Dataset excerpts
● ● ● ●
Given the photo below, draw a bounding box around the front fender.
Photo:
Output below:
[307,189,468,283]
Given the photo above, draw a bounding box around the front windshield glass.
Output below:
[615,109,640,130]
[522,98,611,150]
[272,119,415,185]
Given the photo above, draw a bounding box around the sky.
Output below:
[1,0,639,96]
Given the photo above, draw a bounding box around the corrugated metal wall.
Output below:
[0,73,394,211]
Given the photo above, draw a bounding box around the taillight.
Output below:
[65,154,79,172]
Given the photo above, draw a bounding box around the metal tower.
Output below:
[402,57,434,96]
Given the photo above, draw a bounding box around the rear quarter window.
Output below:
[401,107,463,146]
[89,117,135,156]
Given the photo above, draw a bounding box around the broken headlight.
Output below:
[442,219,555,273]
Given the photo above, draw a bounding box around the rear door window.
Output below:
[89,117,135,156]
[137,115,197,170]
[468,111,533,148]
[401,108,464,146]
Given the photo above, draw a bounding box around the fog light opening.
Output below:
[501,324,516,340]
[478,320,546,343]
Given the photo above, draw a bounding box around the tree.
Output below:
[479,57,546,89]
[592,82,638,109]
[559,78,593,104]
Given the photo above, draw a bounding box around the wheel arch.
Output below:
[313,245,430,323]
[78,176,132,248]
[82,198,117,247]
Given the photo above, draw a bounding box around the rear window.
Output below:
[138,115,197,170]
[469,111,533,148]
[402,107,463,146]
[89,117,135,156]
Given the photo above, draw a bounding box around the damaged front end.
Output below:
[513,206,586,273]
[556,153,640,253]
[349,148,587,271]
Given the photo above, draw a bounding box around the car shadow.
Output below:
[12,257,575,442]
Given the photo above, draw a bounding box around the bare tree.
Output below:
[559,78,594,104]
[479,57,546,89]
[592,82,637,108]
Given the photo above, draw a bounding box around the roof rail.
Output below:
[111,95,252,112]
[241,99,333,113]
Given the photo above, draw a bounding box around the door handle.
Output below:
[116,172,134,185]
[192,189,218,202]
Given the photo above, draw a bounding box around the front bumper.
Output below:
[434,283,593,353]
● ● ● ●
Task details:
If a line in the entries contains the word "window", copy that line out.

Answer for this exercise:
Given the photo above, draw a bounding box around the rear quarter window.
Given the photo above, draw a bounding box around the rear door window.
Given the photo above, draw a bounding box around the rear window.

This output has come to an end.